Top of Text

Deaths doubled with high calcium intake plus supplements

Daniel M Keller

February 18, 2013

Uppsala, Sweden - Too much of a good thing may be just that: too much. That's the conclusion of yet another study—this time a prospective, longitudinal, population-based cohort of Swedish women—looking at calcium intake and cardiovascular mortality [1].

In the study, high rates of calcium intake were associated with higher all-cause and cardiovascular death rates, but not deaths from stroke, Dr Karl Micha ë lsson (Uppsala University, Sweden) and colleagues reported in an article published online February 13, 2013 in BMJ.

The study is the latest in a series of contentious analyses linking calcium intake and cardiovascular events. Earlier this month, a National Institutes of Health-sponsored study suggested that a high intake of supplemental calcium increased the risk of cardiovascular disease death in men but not women.

Higher CV deaths and ischemic heart disease, but not stroke

The Swedish mammography cohort, established in 1987-1990, followed 61 433 women born between 1914 and 1948 and used registry data to determine outcomes. During the median follow-up period of 19 years, there were 11 944 deaths from all causes, of which 3862 were from cardiovascular disease, 1932 from ischemic heart disease, and 1100 from stroke.

Dietary assessments from food frequency questionnaires at baseline and in 1997 were available for 38 984 women, from which the researchers estimated intakes of dietary and supplemental calcium.

The highest intakes of calcium (>1400 mg/day) were associated with higher all-cause risk of death (after adjustment for age, total energy, vitamin-D and calcium-supplement intake, and other dietary, physical, and demographic factors) compared with intakes of 600-1000 mg/day (HR 1.40, 95% CI 1.17-1.67).

Disease-specific mortality risks were elevated for cardiovascular disease (HR 1.49, 95% CI 1.09-2.02) and ischemic heart disease (HR 2.14, 95% CI 1.48-3.09) at calcium intakes >1400 mg/day. At calcium intakes <600 mg/day, these same mortality risks were also elevated. None of these patterns was apparent for mortality from stroke.

In an email, Michaëlsson said the association of calcium intake with all-cause and cardiovascular mortality "was especially strong if a high dietary intake of calcium was combined with calcium supplements."

Women with the highest intake of calcium (>1400 mg/day) who used supplement tablets had a 2.5-times higher risk of all-cause death than women with similar total intakes not taking a supplement (HR 2.57, 95% CI 1.19-5.55).

The authors explained that serum calcium levels "are under tight homeostatic control" and do not normally correlate with the amount of calcium intake. However, low or very high intakes override this control, "causing changes in blood levels of calcium or calciotropic hormones."

Michaëlsson noted that some previous studies have shown a similar relationship between calcium supplements and higher risk of cardiovascular disease but were not powered to look at mortality and did not assess the amount of dietary intake of calcium.

Bottom of Text
Top of Records provided

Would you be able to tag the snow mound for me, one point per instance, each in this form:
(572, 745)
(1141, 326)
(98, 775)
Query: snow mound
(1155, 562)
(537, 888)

Bottom of Records provided

• [Complete the following]:
(1) List every hazard ratio given in the article on calcium intake and deaths, with the outcome each one describes.
(2) Carry the article on calcium intake and deaths forward from its last paragraph.
None of the records are needed here.

• [Answers for the tasks]:
(1)
- HR 1.40 (95% CI 1.17-1.67): all-cause death at calcium intakes above 1400 mg/day compared with 600-1000 mg/day
- HR 1.49 (95% CI 1.09-2.02): cardiovascular disease death at intakes above 1400 mg/day
- HR 2.14 (95% CI 1.48-3.09): ischemic heart disease death at intakes above 1400 mg/day
- HR 2.57 (95% CI 1.19-5.55): all-cause death for women taking more than 1400 mg/day who used supplement tablets, compared with women with similar total intakes who took no supplement

(2)
Supplements plus calcium-rich diet flagged

He advised that recommendations should not be made based on a single study, but emerging evidence suggests caution about high calcium intake. He also noted that a meta-analysis of randomized trials has shown that calcium supplementation actually increased the rate of hip fracture. "My present recommendation is to avoid calcium-supplement use, if you have a normal varied diet," he said.

Commenting by email, Dr John Cleland (Hull York Medical School, Kingston-upon-Hull, UK) called the study results "extremely complex . . . with rather weak findings." He pointed out that in the study there were few patients or events in the group with high calcium intake (n=1241; 2%) and events were confined to those women taking supplements (total events n=23, of which 16 occurred among women taking any form of calcium supplement).

So, it's not the diet but the pills that are the problem .

Women with calcium intakes >1400 mg/day who were also taking calcium tablets had an adjusted all-cause mortality rate of 2.57 (95% CI 1.19-5.55) compared with 1.17 (95% CI 0.97-1.41) among women with similar daily intakes who were not taking supplements. "So, it's not the diet but the pills that are the problem," Cleland concluded, which is essentially in agreement with what Michaëlsson said.

Cleland raised the issues of what else may have been in the calcium pills and why the women were taking them—for example, if they had chronic kidney disease (CKD) or osteoporosis. He said the paper did not provide such information but only referred to a previous paper.

In summary, he said that calcium tablets "have not been shown to reduce fracture rates or improve any other patient outcome that I know of." He recommended that people stop taking calcium supplements "until efficacy/safety is shown," and this advice "should definitely include those taking them for osteoporosis and should perhaps include those taking them for CKD." His recommendation? "Having a healthy, balanced diet and avoiding water filters that reduce calcium in drinking water is probably best."

The study received no commercial funding. Micha ë lsson reported no financial conflicts of interest. Cleland had no disclosures.